(Stored data entries)
──────────────────────────────
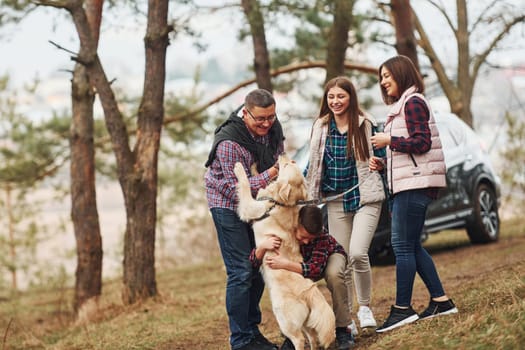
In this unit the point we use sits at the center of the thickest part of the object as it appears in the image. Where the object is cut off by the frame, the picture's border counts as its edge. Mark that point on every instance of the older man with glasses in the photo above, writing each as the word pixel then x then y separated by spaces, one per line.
pixel 251 135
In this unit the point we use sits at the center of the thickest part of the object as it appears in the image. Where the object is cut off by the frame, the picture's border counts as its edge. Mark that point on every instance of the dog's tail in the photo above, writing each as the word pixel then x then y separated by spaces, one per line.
pixel 321 318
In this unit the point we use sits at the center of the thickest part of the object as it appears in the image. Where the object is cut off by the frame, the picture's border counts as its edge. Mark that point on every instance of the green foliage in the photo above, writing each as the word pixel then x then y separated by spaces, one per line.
pixel 30 152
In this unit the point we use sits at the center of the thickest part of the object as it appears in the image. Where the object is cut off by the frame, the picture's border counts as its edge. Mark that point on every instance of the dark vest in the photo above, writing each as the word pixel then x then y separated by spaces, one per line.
pixel 234 129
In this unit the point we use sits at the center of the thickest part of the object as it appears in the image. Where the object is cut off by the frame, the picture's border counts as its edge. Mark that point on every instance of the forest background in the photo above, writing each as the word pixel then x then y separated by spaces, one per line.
pixel 63 227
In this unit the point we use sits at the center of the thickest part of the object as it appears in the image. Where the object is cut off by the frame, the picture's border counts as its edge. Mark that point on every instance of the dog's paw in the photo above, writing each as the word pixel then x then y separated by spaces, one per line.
pixel 238 170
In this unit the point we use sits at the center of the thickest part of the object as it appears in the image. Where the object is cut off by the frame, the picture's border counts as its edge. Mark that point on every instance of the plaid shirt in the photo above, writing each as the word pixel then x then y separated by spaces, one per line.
pixel 315 255
pixel 220 180
pixel 419 139
pixel 340 172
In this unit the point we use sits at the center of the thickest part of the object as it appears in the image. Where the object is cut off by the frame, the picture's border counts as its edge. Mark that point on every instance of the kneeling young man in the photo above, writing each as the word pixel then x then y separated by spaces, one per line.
pixel 323 257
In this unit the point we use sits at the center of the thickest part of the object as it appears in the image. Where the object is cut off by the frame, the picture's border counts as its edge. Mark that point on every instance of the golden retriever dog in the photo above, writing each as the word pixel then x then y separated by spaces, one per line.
pixel 298 305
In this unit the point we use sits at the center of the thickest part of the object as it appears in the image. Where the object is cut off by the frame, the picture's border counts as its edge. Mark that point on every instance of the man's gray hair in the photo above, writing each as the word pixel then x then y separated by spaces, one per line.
pixel 259 98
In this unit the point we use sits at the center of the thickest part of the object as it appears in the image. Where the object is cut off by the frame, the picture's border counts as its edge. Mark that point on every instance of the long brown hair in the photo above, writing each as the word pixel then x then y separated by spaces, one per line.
pixel 404 73
pixel 356 136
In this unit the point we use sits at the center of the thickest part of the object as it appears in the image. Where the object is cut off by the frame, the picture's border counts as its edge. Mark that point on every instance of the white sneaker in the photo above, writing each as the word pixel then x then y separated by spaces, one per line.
pixel 366 318
pixel 353 328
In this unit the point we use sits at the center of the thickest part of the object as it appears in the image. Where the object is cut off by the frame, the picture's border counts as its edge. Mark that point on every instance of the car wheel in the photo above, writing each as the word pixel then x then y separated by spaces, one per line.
pixel 483 227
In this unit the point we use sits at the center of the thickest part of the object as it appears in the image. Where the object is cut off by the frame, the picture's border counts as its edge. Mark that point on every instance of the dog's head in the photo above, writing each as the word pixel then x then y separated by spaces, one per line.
pixel 290 181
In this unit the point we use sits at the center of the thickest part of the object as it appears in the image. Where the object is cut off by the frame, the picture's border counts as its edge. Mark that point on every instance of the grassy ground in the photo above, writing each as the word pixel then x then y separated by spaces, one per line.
pixel 487 282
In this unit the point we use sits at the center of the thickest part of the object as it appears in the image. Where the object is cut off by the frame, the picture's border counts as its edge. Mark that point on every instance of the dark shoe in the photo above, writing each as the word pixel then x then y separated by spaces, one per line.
pixel 265 343
pixel 287 345
pixel 344 338
pixel 398 317
pixel 437 308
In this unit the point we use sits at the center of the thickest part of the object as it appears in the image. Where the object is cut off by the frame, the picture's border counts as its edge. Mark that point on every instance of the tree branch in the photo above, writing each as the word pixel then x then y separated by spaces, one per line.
pixel 441 9
pixel 481 15
pixel 481 58
pixel 425 44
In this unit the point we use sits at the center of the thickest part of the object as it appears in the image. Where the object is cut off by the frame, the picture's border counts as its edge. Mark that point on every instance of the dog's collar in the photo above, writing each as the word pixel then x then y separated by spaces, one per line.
pixel 270 199
pixel 266 213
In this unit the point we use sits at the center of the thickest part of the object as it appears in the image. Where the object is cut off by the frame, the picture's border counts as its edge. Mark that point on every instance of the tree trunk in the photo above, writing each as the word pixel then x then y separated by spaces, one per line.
pixel 261 60
pixel 88 282
pixel 403 22
pixel 338 39
pixel 84 214
pixel 137 169
pixel 465 81
pixel 139 245
pixel 11 240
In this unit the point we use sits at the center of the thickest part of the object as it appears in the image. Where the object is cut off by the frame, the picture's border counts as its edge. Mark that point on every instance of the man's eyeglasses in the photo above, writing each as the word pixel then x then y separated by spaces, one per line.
pixel 260 120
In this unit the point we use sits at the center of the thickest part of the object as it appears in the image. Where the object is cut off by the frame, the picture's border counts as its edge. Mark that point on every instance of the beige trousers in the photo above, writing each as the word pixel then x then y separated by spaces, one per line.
pixel 334 276
pixel 354 231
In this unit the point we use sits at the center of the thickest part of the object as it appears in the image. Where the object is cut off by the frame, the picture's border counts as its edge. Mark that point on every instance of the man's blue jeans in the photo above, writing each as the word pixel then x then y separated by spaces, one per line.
pixel 244 286
pixel 408 218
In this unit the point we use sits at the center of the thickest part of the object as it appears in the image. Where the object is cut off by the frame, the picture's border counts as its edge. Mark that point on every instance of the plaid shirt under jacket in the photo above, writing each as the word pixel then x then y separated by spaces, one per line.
pixel 315 255
pixel 340 172
pixel 220 180
pixel 419 139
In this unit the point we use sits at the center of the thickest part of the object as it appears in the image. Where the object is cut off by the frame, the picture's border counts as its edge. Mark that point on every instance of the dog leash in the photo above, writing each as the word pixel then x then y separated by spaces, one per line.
pixel 334 197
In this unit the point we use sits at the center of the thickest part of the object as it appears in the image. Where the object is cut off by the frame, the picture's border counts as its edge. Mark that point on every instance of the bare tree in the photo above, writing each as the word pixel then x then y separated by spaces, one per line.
pixel 84 214
pixel 261 59
pixel 402 19
pixel 137 167
pixel 495 21
pixel 338 38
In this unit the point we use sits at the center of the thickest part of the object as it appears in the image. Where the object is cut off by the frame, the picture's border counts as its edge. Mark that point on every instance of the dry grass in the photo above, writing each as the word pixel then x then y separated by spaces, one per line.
pixel 487 283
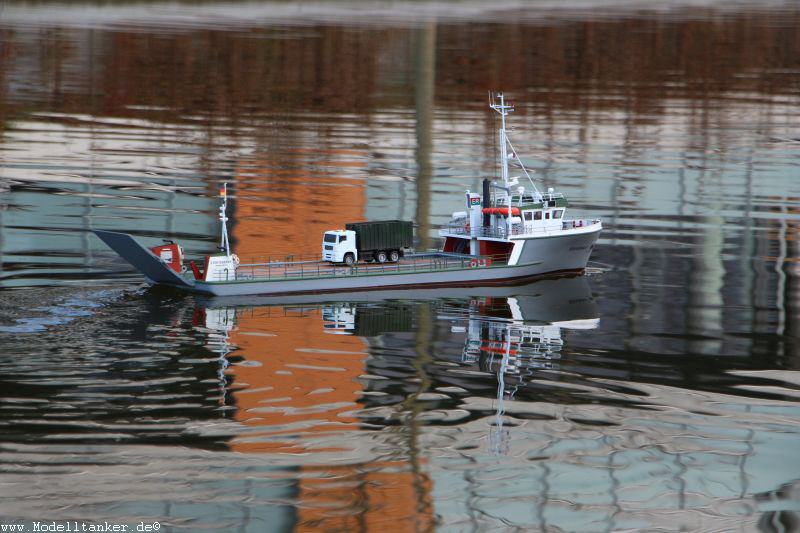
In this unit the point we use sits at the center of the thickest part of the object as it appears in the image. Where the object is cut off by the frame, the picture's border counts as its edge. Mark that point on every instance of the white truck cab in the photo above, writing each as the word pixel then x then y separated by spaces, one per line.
pixel 339 246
──────────────────────────────
## SHORT EXERCISE:
Repeat the records above exactly, leaving out the pictures.

## ANSWER TO THIS TASK:
In this unit the point we use sits at the center of the thickest part of the object as it appears in the image. Where the object is cut off by the frame, the picture's border counts as its edge. Mark that point on every instance of the older man with glasses in the photo above, writing each as the word pixel then x then y separated by spaces, one per line.
pixel 251 135
In this unit the point we use sits at the center of the thickest part of the object as it appears in the image. Where the object is cut off by the frame, the picture's border counts as its edge. Mark that point on every instance of the dog's tail in the photo above, writing each as the word pixel then x then y separated by spaces, one per line.
pixel 321 318
In this unit the point we use sits at the center of the thickest part of the object as it appears in the image. Where the object is cut off by the frame, the picture's border counts as its edge. Mark that point on every instance of the green foliage in the photo above, writing each as the word pixel then x then y separated by spaces, one per line.
pixel 30 152
In this unit the point we use sits at the center of the thickest part of the object as it appears in the image. Where the object is cut off by the frame, the picture's border counts as its edge. Mark that point on every instance of the dark vest in the photo above, writing each as the word pixel then x then y separated by spaces, one per line.
pixel 234 129
In this unit the point we use sits at the center of the thickest part of the object as it appears in the image. Where the object is cut off by the frame, the picture's border counts as its edge. Mark that point on every instance of the forest background in the photo above, writing each as the word pixel then x then y separated by spaces, one per line.
pixel 63 227
In this unit the point we use sits at the center of the thickest part of the object as it appears in the image. Where the object is cut off by the frame, the picture's border counts as its edge. Mark that point on every instance of the dog's paw in the photo above, writing each as the word pixel then x then y separated by spaces, one per line.
pixel 238 170
In this unit the point we use sits at the center of the thickest part of the object as it appears in the image. Where the object is cut off by the frame, the picture's border counts as its edge. Mark that point on every instance of the plaid shirt in the photo above, writing each as the word pixel then x then y separated by spaces, one per line.
pixel 315 255
pixel 220 180
pixel 419 139
pixel 340 172
In this unit the point we use sits at the center of the thickest part of the object as it appears in the image. Where the object is cut off by the frame, the picture's border counts as its edge. Mark that point on every instance of the kneeling young man in the photo above, writing each as the word pixel then x then y separated by spaces, one per line.
pixel 323 257
In this unit the point we use sits at the center of the thickest part of the object as it appears in the image. Where the object is cut off by the frame, the picture's border counts as its edge. Mark that point on every instance of the golden retriever dog in the photo above, writing each as the word pixel then x then y separated by spaces, one per line.
pixel 298 305
In this unit the point we use sits at the center of the thickest part of the object as it appears in the image. Where the object is cut off by the frame, the picture's border counts as its edge. Mark that point on every instance of the man's gray hair in the photo above, writing each as the word pixel then x then y separated by spaces, one per line.
pixel 259 98
In this unit the point we use sits at the center of the thickest part of the object as it appears in the image. Where the object is cut off by the frame, the picture's border counts as its edge. Mark that point on every instance of the long brown hair in the photo above, writing each as the word pixel then x then y separated by spaces, one per line.
pixel 404 73
pixel 356 136
In this unit the point we use sits at the center of the thickest part of the object as it appears in the image. Where the object is cut off by the frame, the picture's border counts as its edge. Mark that point on every instance of the white sneaker in the photo above, writing each as the word pixel then x then y separated by spaces, one per line.
pixel 366 318
pixel 353 328
In this unit the point we use sits at the center of the thickest part of the object as it appears in the image. Where the object is cut off by the frame, the picture's border counts as its edge. Mark that point on every instance of the car wheel in the photo above, writing each as the word pixel then x then y separated by spaces, one per line.
pixel 483 227
In this unit the point we use sits at the center of the thickest part of the object as it appears in the image. Where the object is cut off by the frame, the picture's border counts as its edge. Mark that point on every instance of the dog's head in the photo above, writing each as the word pixel then x then y separated by spaces, one per line.
pixel 290 181
In this unit the point we use sits at the center of the thickest part of the object as it appears in the image. Where the object is cut off by the frame, the picture's border counts as its edge. Mark that point on every instance of the grassy ground in the photo above, writing each as the word pixel then x then y separated by spaces, one per line.
pixel 487 282
In this unit the point we use sits at the center of the thickest part of the object as it appears in the image. Where the object is cut off by the frame, the picture's border counts as its edge. Mark that point on every instance of the dark shoe in the photo above, writing each as the word pixel then x then y separated by spaces, one per line.
pixel 265 343
pixel 287 345
pixel 344 338
pixel 398 317
pixel 437 308
In this unit the point we use sits at the center of the thickest part of the object as it appears in the image. Where the object is cut off by the frame, the picture's border counts as its edge. Mark that point on every instance of the tree branch in the photo above, writing each as the word pixel then x then y separated by spaces, one per line.
pixel 441 9
pixel 481 15
pixel 481 58
pixel 425 44
In this unit the point we use sits at the center of the thickest part of the object as it appears in the image. Where the object is cut off by the frame, the picture's border counts as its edge. Mark that point on every instance of the dog's collar in the photo above, writing each as the word pixel then x then y separated by spaces, one per line.
pixel 270 199
pixel 266 213
In this unit the point we use sits at the center of the thickest part of the object as it appears in the image. Where the object is cut off by the frame, the picture's border counts as its edge. Mark that point on every instance of the tree trunk in the photo above, writing each as the word pixel then x then y separated by spaces, one per line.
pixel 261 60
pixel 88 282
pixel 403 22
pixel 338 39
pixel 84 214
pixel 137 169
pixel 465 81
pixel 139 245
pixel 11 240
In this unit the point we use sits at the center of the thickest part of the object as it appears in the image. Where the object is cut off by the frame, the picture's border counts as its edge. Mark that point on every instance of the man's eyeglasses in the photo above, writing each as the word pixel then x then y separated by spaces, one per line.
pixel 260 120
In this unit the point we use sits at the center of the thickest part of the object as it appears in the image. Where the object is cut off by the frame, the picture's border counts as its edge. Mark that point on every instance of the beige trousers in the photo above, writing each as the word pixel then x then y separated by spaces, one per line.
pixel 334 276
pixel 354 231
In this unit the point we use sits at the center of the thickest part of the object as it appears in the image. Where the object is cut off by the frame, the picture's border counts as its edge. Mark that point on every instance of the man's blue jeans in the photo above, writing each as the word pixel then x then y separated by spaces, one per line.
pixel 244 286
pixel 408 218
In this unit the point we use sits at the center of the thickest part of the object as it appears in the image. Where the object is cut off by the frame, the picture's border counts as its edge. Mark that point on every instance of the plaid shirt under jacket in the photo above, writing each as the word pixel then x then y separated by spaces, one per line.
pixel 315 255
pixel 340 172
pixel 220 180
pixel 419 139
In this unit the point we use sits at the center of the thickest part of the object as it appears in the image. Where the object is cut off by the frame, the picture's border counts as its edge. Mark that point on every instance of the dog leash in the photo above, writing each as the word pixel then x then y separated by spaces, one per line.
pixel 334 197
In this unit the point we use sits at the center of the thickest part of the object as it appears in the image. Where the object is cut off by the frame, the picture's border counts as its edge. Mark that point on every instance of the bare tree in the photo above, writing each as the word pixel then x then y separated by spaces, one per line.
pixel 84 214
pixel 261 59
pixel 402 19
pixel 137 167
pixel 495 21
pixel 338 38
In this unit the point we use sits at the center of the thickest part of the object as it appears in the image. Where the object is cut off by the frame, the picture's border counts as its edge. Mark that point on every instance of the dry grass in the photo above, writing each as the word pixel then x then y separated by spaces, one per line.
pixel 487 283
In this unit the point we use sits at the center of the thickest part of the object as it appears in the image. Where the object is cut off by the frame, the picture's border counts as its edge. Mark that point on every instance of the white truck cab in the photo above, writing each as the word pixel then x then y separated by spaces, one per line.
pixel 339 246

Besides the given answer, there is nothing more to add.